Work instruction 1:
In the blog post about infertility, write out the passage from "I had written" up to and including "very long time.".
Work instruction 2:
Write the next part of the blog post about infertility and the book Unsung Lullabies, picking up after its last sentence.

Document section:

Friday, November 25, 2011

Unsung Lullabies

I had written the following blog a couple of weeks ago, and I didn't want to post it because it would open old wounds and make me feel vulnerable.  Now, I'm not sure if it's ironic, sad, or unseemly to post it, but here it is.

I don't like self-help books, but one day, I was browsing amazon.com and this book showed up under "Recommendations for You."  I didn't know if I should laugh or cry.  The book is titled, Unsung Lullabies and provides coping strategies for those suffering infertility.  I ordered the book mainly because its focus on fertility narratives appealed to me.  I read the book in one sitting, feeling all the while like someone finally got it.  Someone understood how I feel.  I cried and cried.  The first time I had allowed myself to cry for an absent baby in a very long time.

The book accurately explains that for someone who suffers infertility, it isn't just about the inability to conceive.  The real problem is the fertility narrative we tell ourselves (and that society tells us) from the time we are children.  We imagine ourselves rocking a child, holding a child, singing them lullabies.  Essentially, we tell ourselves, "When I have children, fill in the blank."  For some, "When I have children, the nursery is going to look like this."  For others, "When I have children, we are going to have early morning Christmas traditions."  And still others, "When I have children, I will sing them the songs my mother sang to me."  Or, "When I have children, I am going to give them the childhood I didn't have."  There are so many stories we tell ourselves throughout our lives.  Also, having a child is one of those milestones that let us know that we're adults.  That we are responsible.  That we are...well, enough.

Material shown:
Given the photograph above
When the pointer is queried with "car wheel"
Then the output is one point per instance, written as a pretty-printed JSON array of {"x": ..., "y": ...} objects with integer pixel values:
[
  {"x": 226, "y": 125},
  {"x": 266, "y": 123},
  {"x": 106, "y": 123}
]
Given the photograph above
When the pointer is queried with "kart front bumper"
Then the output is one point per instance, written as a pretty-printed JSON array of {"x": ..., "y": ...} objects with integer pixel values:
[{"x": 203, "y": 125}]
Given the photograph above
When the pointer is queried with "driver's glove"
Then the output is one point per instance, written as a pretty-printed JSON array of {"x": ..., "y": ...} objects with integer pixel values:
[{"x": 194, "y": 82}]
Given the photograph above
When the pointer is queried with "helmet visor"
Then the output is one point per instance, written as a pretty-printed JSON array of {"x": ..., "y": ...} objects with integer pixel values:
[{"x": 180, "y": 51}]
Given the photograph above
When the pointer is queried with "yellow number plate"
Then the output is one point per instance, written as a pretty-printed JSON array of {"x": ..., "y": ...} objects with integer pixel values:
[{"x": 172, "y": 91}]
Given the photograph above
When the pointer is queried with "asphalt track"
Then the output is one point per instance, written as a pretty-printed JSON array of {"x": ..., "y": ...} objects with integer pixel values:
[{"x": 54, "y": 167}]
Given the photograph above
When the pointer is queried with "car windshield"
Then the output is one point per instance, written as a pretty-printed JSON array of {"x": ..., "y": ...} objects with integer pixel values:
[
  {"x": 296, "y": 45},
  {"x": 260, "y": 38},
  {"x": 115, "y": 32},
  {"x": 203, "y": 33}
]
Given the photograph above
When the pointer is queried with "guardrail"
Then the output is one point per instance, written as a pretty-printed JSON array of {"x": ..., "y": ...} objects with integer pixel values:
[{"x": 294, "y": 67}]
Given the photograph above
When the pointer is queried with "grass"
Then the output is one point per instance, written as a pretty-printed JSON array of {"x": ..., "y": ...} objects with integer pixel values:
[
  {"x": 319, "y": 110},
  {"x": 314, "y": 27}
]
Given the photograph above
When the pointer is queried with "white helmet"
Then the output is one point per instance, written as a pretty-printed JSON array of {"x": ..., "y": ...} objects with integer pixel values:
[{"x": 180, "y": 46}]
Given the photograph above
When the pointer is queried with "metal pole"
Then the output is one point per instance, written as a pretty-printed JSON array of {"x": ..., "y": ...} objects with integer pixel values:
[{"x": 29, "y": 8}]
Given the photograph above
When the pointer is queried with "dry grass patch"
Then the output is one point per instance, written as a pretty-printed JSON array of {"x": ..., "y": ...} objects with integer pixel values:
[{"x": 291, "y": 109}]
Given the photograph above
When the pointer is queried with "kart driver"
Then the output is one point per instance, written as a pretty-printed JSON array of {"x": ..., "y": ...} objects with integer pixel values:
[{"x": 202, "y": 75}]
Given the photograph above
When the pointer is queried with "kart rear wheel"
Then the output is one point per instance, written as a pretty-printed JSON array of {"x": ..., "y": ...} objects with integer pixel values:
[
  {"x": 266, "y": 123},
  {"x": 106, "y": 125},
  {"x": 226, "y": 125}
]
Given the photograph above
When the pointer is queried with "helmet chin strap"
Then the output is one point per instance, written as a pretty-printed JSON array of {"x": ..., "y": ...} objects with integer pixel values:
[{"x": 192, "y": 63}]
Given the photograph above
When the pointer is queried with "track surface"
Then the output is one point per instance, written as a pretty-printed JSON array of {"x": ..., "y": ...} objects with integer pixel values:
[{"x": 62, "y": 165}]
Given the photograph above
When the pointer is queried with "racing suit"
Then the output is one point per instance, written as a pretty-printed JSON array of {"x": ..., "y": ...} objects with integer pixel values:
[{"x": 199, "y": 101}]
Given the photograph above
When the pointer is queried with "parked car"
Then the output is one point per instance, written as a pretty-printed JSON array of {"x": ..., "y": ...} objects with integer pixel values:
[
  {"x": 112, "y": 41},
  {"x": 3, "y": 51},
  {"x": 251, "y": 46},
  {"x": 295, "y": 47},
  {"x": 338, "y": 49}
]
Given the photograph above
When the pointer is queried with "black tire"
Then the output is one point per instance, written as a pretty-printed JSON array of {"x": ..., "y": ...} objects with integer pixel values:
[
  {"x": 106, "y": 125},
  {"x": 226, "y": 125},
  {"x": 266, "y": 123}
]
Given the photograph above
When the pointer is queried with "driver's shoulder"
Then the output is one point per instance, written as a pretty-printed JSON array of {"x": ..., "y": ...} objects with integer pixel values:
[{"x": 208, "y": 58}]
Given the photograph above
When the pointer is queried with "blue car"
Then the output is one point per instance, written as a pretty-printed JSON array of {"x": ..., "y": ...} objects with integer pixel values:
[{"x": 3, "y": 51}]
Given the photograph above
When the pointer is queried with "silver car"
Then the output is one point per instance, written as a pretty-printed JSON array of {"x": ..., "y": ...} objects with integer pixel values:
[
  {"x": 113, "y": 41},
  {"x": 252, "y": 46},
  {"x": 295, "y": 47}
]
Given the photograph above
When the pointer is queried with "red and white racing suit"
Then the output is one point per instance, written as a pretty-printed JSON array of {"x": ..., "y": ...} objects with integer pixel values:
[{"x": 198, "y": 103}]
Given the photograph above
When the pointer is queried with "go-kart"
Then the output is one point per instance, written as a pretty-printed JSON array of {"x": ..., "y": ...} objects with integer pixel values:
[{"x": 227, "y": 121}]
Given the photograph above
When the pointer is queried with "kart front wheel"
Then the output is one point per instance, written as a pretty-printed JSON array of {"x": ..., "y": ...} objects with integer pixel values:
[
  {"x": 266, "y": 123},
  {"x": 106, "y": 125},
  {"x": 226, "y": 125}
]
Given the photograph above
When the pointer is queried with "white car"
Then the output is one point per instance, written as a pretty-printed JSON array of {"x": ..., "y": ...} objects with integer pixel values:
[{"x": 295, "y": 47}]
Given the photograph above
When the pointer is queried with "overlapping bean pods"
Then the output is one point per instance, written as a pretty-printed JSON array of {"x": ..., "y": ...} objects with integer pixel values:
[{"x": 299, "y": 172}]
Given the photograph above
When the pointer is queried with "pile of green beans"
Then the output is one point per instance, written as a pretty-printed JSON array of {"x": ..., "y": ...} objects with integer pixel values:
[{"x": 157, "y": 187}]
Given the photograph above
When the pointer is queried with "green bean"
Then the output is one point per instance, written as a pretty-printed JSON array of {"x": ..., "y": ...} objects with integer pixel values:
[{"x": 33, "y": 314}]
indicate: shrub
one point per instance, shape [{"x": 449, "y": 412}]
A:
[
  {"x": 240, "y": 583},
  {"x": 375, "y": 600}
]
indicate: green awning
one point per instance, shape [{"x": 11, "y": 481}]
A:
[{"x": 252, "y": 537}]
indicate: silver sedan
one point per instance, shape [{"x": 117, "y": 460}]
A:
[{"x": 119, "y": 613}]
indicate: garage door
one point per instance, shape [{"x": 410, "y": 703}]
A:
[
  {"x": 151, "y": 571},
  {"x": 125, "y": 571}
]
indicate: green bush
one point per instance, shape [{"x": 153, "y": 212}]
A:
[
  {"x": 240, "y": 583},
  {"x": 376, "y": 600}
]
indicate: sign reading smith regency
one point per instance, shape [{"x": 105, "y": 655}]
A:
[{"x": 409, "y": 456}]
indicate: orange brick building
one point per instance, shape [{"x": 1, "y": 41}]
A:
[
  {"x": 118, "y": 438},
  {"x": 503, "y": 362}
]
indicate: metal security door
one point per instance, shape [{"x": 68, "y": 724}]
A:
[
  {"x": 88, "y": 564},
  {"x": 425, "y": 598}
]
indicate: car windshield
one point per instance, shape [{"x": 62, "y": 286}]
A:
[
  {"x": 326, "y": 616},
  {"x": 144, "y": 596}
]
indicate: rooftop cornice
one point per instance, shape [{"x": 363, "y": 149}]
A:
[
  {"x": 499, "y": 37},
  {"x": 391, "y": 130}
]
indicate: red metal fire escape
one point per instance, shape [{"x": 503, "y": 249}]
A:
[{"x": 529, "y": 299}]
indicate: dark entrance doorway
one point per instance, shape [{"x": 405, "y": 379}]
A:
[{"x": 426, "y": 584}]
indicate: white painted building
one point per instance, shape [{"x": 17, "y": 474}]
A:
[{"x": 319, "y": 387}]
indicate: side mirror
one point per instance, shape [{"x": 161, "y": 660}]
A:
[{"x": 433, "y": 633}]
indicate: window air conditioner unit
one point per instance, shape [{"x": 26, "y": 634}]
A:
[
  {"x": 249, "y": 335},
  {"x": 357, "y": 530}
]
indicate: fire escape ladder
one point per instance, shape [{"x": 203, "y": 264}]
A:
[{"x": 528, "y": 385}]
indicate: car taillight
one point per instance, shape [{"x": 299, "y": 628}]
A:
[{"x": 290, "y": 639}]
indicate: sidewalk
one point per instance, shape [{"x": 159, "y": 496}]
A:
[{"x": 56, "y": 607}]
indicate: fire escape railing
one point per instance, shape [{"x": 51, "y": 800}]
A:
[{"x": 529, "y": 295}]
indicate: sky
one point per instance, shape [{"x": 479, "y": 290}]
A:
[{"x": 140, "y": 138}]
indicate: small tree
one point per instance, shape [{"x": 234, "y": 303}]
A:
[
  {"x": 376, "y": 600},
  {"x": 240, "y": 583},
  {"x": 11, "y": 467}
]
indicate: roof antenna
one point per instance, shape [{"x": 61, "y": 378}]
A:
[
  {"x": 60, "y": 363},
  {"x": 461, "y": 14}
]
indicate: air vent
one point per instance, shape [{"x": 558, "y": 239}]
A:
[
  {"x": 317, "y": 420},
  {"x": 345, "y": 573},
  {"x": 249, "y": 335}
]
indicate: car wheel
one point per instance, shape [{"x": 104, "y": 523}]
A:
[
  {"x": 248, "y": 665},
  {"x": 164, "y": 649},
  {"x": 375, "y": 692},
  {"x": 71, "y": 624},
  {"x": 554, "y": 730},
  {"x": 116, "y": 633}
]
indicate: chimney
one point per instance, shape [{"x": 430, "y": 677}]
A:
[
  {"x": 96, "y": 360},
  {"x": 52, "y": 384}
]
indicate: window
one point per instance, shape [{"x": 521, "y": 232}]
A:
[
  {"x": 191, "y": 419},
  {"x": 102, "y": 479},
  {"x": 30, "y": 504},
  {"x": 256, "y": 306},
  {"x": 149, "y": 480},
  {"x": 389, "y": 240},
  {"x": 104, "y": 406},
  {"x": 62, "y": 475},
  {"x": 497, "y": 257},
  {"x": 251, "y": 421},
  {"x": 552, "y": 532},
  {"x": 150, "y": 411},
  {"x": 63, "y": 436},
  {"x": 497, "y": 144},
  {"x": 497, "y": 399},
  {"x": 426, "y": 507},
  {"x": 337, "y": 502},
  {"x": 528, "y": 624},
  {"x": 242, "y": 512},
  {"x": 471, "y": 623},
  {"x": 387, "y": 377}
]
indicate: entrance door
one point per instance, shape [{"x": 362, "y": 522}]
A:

Task response 1:
I had written the following blog a couple of weeks ago, and I didn't want to post it because it would open old wounds and make me feel vulnerable.  Now, I'm not sure if it's ironic, sad, or unseemly to post it, but here it is.

I don't like self-help books, but one day, I was browsing amazon.com and this book showed up under "Recommendations for You."  I didn't know if I should laugh or cry.  The book is titled, Unsung Lullabies and provides coping strategies for those suffering infertility.  I ordered the book mainly because its focus on fertility narratives appealed to me.  I read the book in one sitting, feeling all the while like someone finally got it.  Someone understood how I feel.  I cried and cried.  The first time I had allowed myself to cry for an absent baby in a very long time.

Task response 2:
I have been taking care of my niece and nephew since I was thirteen, so my fertility narrative began early.  I took care of them when they were sick, when they were happy, when they were sad.  I was always there.  And I dreamed of the day when I would have my own child.  As I sang to the beautiful babies I held in my arms and watched them grow, I knew that I wanted children of my own.

I am an educated woman, and logically, I know that I am not less of a woman for not having children.  I can even push down the nausea and heartbreak that washes over me when people ask that most dreaded question, "Do you have kids?"  I see the look on their faces that tell me that they simultaneously feel sorry for me and feel superior to me.  (Trust me, they feel this way). Some even think, because they don't know my story, that I'm one of those selfish feminists.  I know all of this is not necessarily true.  I am still a woman.  But my heart rebels.  It tells me that I am incomplete.  I feel the emptiness of my womb all day, everyday.  I feel that selfish envy and soul-crushing shame when I see pregnant women.  And I hate myself for it.

But all of these things, I could perhaps deal with.  It's the stories that are unbearable.  For eight years, we have tried to get pregnant.  I have had surgery, charted my cycle, taken my temperature, lain with my legs in the air, taken round after round of hormones.  Still, nothing.  (and last week I found out once again that not only am I not pregnant, but I can no longer take hormones.  And it seems that the endometriosis has returned.) I have run out of options.  I'm open to adoption or IVF.  But both are immensely expensive and can take years.  There are so many logistics involved with both that it is absolutely impossible right now.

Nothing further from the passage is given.